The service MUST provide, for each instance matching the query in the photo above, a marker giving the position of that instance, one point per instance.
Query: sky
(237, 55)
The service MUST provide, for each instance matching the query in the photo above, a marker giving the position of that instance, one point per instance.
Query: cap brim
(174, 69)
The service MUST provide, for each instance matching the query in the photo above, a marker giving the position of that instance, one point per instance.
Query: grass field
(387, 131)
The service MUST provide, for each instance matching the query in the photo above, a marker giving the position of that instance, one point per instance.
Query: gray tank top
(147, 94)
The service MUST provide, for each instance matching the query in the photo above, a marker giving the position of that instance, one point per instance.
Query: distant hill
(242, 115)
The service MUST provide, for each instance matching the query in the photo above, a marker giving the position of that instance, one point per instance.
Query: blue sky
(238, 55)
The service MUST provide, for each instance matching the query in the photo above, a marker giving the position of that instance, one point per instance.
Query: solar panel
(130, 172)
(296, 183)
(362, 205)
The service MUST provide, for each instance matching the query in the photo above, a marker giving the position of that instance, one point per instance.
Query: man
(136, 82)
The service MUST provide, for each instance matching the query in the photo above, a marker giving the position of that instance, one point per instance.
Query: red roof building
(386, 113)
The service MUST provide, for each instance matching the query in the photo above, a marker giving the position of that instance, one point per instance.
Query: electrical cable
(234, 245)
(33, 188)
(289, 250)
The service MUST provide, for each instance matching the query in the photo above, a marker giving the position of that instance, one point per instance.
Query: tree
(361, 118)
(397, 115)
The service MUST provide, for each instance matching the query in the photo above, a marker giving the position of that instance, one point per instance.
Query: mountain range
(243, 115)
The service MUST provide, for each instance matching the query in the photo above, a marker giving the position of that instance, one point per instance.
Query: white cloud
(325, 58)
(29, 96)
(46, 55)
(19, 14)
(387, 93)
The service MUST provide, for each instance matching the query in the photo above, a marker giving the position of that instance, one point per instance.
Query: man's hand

※ ※ ※

## Directions
Return the line that contains "Query: distant hill", along with every line after it in the data above, exactly and with nothing else.

## Solution to this problem
Query: distant hill
(242, 115)
The service MUST provide, for each instance matching the query in the photo above, a marker giving the position of that instance, one point per instance.
Query: blue sky
(238, 55)
The service MUST provide, for each instance matching the query in the photo above, a marker giving the position of that instance, one point per instance.
Query: solar panel
(130, 172)
(296, 183)
(362, 205)
The service MUST provide, for each instance matching the query in the photo above, a marker giving the position of that instance, one point per instance.
Query: man
(136, 82)
The service MUST provide, for each instance matching the query in the photo above, a marker giving the position of that instance, one point per instance.
Query: red roof building
(386, 113)
The service MUST provide, for each instance matching the query in the photo above, a marker giving the position of that instance, one point per instance.
Query: electrical cable
(234, 245)
(33, 188)
(289, 250)
The service MUST provide, for each instance matching the query in the photo above, a marker giving the position of that instance, one point per instance.
Query: tree
(361, 118)
(397, 115)
The service MUST provide, for each instance matching the query in the photo above, a marker giving the position of that instance, one point per instance.
Query: mountain range
(243, 115)
The service MUST provide, for each instance matching the query in the photo above, a marker giving the position of that instance, one point per instance.
Query: white cloud
(325, 58)
(29, 96)
(46, 55)
(19, 14)
(387, 93)
The service MUST provide, for each instance matching the query in the photo above, a marker giving the position of that instance, one point per instance.
Query: man's hand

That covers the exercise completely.